== Quoted passage ==

Any time the opponents of the bill can stop any one of those steps from happening, they win and the bill is dead. They only need to win once out of the dozen or so steps to pass a bill. We advocates need to win at every single step to pass the bill – we need to go 12 for 12. That is much harder than finding one step along the way to kill a bill (say, recruiting one committee chairman who refuses to call a bill for a committee vote they don't like).

Imagine a state senator. (Maybe it's you one day). She has a great idea. So she files a bill. And she works it. She asks the Senate President to assign the bill to a committee, she asks her colleagues to vote for the bill in that committee, and she asks her colleagues to vote for the bill on the floor of the Senate – and she is successful! That's great.

Now the bill goes to the House. And someone else has to take the bill from there. Our state senator is done. A state representative has to pick up her bill and then he has to go to a House committee and ask his colleagues to vote for the bill, and then go the floor of the House and ask his colleagues to vote for the bill. What if there isn't a state representative who is as passionate about the bill as the state senator? What then? Well, the bill will probably die. Because while the bill is supposed to be moving through the House, our state senator is busy at the exact same time working in the Senate, trying to pass bills through that chamber.

===

## The problem
Print the passage about passing a bill word for word, starting with "Imagine a state" and going on through "successful! That's great.".

== Supplied entries ==

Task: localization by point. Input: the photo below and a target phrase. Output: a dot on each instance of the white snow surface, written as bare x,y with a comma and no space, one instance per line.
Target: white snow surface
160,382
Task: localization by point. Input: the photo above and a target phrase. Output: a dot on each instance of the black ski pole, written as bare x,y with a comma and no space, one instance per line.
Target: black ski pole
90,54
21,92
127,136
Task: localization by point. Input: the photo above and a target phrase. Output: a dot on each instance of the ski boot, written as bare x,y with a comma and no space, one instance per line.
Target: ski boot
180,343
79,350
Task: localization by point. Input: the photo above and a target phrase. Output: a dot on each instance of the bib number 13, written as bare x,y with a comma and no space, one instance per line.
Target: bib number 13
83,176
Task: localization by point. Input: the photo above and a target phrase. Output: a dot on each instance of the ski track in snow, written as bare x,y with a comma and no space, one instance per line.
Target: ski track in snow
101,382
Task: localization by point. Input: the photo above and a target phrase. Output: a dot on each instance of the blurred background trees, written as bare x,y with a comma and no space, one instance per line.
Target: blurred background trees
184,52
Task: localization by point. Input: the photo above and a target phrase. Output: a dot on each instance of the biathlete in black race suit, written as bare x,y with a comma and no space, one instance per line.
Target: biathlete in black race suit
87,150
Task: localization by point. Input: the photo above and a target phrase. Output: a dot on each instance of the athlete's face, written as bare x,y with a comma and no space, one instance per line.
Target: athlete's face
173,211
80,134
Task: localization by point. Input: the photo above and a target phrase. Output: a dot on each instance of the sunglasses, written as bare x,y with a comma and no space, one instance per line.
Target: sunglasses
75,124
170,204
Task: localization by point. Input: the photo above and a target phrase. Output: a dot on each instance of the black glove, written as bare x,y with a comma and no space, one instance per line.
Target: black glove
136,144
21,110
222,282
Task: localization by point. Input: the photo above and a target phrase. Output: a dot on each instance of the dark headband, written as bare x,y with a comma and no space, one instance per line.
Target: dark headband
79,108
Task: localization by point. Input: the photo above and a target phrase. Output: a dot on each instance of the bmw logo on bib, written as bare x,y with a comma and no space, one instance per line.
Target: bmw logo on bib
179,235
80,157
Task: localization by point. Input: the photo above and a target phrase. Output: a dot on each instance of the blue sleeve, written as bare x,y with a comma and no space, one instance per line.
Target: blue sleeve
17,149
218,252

===
== Supplied entries ==

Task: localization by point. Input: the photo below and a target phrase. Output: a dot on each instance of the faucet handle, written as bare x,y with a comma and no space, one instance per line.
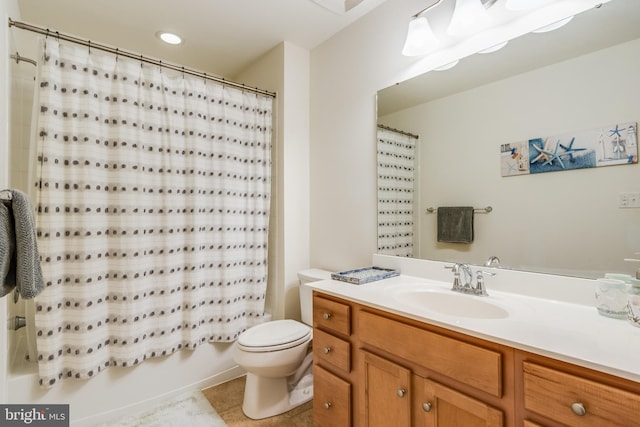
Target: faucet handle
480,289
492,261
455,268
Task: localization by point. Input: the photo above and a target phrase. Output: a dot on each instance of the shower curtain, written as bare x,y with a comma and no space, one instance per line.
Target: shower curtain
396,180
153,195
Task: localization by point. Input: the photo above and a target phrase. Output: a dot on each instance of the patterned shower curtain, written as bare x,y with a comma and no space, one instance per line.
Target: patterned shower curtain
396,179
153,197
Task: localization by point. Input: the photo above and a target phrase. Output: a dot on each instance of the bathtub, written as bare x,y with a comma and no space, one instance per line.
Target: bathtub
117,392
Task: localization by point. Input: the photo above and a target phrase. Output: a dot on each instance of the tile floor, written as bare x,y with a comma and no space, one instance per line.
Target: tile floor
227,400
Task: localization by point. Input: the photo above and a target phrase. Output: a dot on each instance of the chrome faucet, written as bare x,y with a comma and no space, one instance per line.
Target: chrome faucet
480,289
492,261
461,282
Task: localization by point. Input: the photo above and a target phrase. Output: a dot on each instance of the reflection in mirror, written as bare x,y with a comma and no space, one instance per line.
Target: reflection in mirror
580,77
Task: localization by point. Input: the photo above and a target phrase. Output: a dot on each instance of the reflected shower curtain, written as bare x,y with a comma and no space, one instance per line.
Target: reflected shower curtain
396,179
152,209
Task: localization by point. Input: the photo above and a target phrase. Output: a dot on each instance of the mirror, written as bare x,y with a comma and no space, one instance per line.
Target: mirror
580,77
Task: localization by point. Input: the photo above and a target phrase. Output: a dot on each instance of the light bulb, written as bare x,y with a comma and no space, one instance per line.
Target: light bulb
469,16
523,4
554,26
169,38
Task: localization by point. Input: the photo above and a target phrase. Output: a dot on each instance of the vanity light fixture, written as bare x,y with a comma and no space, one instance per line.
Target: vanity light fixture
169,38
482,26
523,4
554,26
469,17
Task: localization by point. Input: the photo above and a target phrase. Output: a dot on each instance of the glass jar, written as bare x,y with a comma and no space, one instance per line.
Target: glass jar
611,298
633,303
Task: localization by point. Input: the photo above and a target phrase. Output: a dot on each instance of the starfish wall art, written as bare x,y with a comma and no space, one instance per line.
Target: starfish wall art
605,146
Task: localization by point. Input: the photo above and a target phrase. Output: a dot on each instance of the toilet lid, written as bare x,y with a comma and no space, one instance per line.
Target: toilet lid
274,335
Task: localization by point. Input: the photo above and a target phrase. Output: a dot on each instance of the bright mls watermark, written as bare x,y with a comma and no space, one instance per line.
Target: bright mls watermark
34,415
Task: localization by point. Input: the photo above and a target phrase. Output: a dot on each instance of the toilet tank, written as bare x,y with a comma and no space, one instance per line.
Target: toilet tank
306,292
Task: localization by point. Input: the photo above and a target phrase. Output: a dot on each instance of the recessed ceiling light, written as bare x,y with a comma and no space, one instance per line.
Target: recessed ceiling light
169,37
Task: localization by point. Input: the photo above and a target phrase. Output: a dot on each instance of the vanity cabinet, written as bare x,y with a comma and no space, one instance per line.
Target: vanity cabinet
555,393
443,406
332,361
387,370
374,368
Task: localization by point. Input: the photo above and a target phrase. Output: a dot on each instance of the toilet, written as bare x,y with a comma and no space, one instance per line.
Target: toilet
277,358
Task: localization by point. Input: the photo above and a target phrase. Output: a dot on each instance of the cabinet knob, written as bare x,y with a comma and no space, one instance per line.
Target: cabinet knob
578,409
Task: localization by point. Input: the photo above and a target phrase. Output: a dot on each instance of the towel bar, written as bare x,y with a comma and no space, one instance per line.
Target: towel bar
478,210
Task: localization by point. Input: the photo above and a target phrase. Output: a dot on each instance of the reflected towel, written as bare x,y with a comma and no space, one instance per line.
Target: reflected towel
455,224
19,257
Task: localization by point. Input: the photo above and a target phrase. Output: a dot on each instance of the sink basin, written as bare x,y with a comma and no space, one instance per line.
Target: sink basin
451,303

===
== Supplied entries ==

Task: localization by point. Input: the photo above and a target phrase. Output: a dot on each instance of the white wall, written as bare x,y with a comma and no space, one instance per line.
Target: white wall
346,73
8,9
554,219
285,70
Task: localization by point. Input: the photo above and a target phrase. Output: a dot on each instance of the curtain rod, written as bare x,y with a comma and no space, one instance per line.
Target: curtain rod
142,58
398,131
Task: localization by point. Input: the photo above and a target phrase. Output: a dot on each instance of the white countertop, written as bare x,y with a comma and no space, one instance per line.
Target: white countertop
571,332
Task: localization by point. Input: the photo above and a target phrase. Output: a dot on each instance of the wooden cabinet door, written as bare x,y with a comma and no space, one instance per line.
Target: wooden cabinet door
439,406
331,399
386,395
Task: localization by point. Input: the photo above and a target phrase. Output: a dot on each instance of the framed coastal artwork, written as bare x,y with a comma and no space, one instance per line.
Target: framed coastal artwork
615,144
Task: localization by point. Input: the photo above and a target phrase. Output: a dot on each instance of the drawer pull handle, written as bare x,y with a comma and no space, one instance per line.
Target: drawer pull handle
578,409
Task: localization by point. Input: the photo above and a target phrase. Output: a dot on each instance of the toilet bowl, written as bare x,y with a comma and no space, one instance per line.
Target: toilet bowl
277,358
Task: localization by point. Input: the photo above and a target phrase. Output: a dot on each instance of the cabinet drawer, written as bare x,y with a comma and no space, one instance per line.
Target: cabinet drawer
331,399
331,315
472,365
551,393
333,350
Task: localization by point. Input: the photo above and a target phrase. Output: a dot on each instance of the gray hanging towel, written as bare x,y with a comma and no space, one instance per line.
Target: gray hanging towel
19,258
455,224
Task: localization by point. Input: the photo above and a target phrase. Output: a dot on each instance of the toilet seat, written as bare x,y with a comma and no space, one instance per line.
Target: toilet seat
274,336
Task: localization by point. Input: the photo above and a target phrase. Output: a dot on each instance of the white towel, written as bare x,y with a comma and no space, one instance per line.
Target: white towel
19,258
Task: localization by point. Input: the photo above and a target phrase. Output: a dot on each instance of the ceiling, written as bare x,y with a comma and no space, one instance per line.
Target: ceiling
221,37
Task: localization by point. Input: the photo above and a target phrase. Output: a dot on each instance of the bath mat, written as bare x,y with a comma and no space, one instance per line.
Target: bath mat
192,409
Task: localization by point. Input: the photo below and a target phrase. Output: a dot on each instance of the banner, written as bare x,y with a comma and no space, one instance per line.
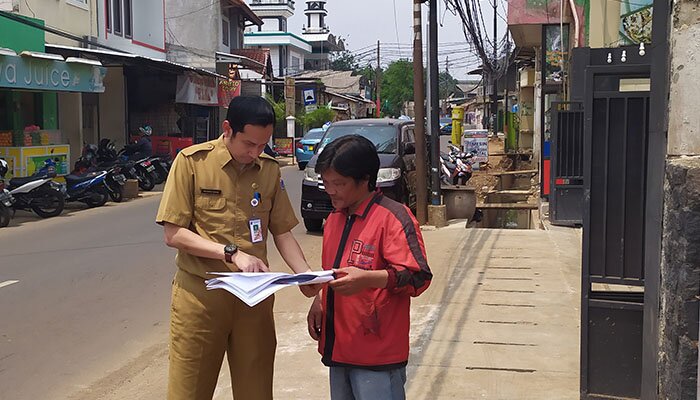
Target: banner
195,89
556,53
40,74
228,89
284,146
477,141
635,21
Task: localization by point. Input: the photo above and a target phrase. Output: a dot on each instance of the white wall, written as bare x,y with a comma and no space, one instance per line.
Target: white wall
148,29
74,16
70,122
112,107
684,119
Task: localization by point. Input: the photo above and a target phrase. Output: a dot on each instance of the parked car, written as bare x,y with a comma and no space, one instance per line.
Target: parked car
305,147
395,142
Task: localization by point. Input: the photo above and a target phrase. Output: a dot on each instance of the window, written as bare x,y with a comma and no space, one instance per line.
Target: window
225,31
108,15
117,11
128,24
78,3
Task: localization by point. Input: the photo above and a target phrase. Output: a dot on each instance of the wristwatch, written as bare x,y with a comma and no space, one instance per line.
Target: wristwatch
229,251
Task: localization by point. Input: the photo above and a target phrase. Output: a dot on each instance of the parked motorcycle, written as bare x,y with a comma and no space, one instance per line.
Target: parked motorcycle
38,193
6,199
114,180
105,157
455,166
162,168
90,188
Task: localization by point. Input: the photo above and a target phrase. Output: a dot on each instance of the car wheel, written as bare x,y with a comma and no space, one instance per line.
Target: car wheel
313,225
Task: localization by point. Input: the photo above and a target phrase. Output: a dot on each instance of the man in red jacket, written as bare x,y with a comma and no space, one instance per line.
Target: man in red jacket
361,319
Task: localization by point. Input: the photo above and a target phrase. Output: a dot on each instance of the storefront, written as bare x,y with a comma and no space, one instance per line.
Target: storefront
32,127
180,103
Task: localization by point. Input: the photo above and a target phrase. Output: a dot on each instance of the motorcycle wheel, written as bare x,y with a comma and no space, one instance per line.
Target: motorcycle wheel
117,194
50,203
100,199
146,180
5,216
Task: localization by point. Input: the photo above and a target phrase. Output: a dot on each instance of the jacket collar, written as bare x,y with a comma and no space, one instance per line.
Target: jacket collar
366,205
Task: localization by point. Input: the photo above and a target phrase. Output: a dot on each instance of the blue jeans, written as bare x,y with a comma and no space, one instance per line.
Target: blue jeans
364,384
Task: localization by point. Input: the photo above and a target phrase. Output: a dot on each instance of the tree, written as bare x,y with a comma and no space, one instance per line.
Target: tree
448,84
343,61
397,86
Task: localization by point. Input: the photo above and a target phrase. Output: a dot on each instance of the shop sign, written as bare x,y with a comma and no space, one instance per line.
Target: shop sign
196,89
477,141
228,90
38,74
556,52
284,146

===

## Exercise solution
Imagine a state senator. (Maybe it's you one day). She has a great idea. So she files a bill. And she works it. She asks the Senate President to assign the bill to a committee, she asks her colleagues to vote for the bill in that committee, and she asks her colleagues to vote for the bill on the floor of the Senate – and she is successful! That's great.